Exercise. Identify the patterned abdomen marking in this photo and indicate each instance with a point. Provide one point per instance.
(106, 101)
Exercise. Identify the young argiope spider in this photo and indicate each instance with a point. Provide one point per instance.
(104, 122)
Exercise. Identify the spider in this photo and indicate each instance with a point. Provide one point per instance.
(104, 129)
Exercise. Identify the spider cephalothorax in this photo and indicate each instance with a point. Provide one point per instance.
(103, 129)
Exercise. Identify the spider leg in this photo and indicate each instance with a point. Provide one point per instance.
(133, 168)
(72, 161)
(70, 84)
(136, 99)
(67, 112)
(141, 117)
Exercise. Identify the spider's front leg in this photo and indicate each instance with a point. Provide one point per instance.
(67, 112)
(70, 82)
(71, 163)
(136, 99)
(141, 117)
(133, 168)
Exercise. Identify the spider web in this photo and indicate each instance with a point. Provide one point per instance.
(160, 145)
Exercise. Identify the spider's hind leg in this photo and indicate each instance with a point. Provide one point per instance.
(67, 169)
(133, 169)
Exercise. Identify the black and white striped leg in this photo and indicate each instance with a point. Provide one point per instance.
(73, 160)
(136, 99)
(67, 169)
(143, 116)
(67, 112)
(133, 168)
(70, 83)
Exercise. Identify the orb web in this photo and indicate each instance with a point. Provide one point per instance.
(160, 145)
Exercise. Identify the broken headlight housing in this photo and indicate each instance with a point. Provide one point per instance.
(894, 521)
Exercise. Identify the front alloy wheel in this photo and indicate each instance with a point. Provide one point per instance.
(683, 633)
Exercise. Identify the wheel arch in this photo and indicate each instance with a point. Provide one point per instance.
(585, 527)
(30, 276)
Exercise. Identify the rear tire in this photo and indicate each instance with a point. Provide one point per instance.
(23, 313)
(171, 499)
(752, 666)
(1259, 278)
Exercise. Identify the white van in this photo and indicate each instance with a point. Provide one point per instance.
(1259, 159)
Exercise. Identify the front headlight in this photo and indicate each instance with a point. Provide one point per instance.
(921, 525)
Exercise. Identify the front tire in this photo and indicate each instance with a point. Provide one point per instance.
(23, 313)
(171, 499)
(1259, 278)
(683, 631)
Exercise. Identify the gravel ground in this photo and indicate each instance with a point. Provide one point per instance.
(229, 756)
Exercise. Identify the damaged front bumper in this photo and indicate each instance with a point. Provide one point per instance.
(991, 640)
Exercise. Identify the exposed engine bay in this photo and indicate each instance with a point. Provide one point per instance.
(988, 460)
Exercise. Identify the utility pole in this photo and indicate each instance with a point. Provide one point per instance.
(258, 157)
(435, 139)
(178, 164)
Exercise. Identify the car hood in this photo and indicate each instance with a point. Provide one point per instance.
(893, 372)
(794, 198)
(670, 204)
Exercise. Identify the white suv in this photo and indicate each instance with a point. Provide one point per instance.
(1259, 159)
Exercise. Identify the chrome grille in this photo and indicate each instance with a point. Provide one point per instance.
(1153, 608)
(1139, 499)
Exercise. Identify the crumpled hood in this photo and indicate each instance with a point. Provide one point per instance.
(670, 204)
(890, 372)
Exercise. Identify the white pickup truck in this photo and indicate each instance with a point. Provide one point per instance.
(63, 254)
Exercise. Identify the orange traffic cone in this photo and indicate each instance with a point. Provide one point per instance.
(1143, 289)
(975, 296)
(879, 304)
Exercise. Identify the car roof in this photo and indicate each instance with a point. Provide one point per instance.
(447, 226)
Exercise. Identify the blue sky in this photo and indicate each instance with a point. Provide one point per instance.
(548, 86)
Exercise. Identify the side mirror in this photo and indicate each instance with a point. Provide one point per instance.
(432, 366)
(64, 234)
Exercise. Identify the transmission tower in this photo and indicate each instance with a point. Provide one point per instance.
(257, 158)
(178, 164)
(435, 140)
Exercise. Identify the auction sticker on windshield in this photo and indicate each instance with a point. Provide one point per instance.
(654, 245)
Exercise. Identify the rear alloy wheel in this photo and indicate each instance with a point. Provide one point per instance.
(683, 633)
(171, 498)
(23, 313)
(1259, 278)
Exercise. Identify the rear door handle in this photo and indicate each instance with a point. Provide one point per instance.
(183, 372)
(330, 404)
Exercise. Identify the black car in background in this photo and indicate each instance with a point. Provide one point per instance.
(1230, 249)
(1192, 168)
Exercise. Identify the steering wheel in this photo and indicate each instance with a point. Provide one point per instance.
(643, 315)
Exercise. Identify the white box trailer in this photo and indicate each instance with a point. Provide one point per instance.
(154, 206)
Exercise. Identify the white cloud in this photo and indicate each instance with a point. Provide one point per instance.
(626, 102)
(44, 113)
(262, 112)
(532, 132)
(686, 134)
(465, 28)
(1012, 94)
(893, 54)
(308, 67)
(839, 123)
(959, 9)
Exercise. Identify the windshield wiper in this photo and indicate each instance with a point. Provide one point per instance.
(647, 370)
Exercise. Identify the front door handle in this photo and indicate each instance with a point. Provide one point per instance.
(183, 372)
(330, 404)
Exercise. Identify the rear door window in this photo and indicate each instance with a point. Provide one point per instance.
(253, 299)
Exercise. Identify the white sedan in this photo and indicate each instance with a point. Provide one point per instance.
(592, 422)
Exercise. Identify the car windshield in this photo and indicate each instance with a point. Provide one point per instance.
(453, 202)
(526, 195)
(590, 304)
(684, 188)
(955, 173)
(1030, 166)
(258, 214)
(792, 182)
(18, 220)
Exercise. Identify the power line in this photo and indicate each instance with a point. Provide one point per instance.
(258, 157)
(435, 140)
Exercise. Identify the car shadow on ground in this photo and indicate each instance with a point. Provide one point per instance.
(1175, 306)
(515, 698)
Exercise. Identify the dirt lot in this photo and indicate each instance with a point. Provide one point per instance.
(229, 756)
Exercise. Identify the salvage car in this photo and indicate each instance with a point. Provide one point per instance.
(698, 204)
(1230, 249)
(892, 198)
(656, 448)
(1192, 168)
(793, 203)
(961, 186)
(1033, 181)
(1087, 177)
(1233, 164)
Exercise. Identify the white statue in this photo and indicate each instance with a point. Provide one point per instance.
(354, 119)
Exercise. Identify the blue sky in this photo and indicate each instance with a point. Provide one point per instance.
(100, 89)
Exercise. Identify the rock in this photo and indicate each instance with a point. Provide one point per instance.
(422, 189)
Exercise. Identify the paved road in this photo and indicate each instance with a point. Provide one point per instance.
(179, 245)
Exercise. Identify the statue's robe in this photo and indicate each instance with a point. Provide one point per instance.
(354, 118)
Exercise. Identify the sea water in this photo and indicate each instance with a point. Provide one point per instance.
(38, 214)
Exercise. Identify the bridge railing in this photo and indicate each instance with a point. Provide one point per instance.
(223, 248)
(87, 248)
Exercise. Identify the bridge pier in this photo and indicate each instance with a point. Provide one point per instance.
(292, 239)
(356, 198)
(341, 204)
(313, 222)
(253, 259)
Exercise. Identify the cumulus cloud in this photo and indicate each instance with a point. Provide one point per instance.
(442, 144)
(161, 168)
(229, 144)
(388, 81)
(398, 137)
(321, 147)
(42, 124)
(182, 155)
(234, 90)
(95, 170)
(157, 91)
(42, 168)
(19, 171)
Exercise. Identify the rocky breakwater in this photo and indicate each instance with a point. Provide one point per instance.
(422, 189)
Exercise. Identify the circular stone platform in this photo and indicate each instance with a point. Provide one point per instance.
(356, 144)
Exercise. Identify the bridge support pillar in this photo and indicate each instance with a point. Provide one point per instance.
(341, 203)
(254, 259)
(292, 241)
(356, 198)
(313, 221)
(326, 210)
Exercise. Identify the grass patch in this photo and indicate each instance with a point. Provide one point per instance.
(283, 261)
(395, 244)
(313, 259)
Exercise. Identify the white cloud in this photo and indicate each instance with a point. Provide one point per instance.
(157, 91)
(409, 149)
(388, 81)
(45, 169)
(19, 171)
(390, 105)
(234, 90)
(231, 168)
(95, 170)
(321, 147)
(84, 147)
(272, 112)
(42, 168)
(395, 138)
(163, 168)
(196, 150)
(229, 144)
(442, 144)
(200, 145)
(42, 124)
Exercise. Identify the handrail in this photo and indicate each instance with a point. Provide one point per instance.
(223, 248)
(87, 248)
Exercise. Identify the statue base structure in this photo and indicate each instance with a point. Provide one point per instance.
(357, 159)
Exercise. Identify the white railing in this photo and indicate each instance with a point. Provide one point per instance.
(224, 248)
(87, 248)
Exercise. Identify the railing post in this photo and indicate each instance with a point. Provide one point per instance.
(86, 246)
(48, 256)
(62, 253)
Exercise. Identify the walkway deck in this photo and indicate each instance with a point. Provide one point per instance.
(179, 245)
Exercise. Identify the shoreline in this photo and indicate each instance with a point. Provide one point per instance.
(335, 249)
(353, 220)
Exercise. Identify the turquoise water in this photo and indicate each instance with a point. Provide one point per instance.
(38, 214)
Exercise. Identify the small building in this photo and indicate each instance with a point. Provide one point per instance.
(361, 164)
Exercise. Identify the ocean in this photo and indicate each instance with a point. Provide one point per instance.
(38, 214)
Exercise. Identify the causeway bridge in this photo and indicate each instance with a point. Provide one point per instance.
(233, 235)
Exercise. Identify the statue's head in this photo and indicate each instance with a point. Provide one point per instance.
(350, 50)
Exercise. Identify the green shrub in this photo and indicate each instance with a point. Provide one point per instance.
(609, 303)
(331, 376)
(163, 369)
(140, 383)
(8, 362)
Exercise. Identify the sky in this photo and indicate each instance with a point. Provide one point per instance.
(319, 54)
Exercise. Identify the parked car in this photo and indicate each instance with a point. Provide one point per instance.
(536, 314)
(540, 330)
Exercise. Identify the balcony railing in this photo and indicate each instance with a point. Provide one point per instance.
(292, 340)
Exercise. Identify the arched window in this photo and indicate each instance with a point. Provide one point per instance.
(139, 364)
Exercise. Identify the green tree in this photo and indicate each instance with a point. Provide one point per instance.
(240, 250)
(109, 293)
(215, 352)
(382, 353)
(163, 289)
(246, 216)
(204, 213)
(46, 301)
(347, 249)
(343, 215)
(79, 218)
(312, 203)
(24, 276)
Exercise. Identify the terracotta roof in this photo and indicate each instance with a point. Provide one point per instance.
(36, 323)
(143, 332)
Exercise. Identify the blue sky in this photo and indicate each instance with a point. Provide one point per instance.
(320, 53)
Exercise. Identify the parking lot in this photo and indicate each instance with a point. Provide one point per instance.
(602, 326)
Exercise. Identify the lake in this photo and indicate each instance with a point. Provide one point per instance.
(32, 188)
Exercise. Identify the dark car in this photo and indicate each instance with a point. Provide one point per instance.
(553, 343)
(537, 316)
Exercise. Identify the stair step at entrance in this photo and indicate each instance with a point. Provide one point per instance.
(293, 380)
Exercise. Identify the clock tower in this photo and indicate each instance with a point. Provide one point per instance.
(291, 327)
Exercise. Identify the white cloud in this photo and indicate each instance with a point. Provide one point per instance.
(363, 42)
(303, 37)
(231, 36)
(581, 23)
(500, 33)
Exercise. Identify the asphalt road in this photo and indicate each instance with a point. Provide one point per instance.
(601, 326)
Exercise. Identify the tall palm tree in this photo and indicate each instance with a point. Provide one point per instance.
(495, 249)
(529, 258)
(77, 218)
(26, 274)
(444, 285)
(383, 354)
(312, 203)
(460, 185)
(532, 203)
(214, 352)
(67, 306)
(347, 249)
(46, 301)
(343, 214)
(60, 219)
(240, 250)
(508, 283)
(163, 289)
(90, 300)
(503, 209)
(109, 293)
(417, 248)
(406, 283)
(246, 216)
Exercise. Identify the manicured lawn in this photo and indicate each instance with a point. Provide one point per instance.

+ + + +

* **Work to complete**: Repeat only the stretch of lines that begins at the line containing "Exercise. Identify the tall" and ends at the last line above, both included.

* **Task output**:
Exercise. Identify the tall palm tree in this photo and indicate each instance with a point. Provide one point per instance.
(495, 249)
(529, 258)
(77, 218)
(26, 274)
(444, 285)
(383, 354)
(312, 203)
(460, 185)
(532, 203)
(214, 352)
(67, 306)
(347, 249)
(46, 301)
(343, 214)
(60, 219)
(240, 250)
(508, 283)
(163, 289)
(90, 300)
(503, 209)
(109, 293)
(417, 248)
(406, 283)
(246, 216)
Exercise. Identify the manicured lawn in this photo and indicate each instance with a point. Provide one point per instance.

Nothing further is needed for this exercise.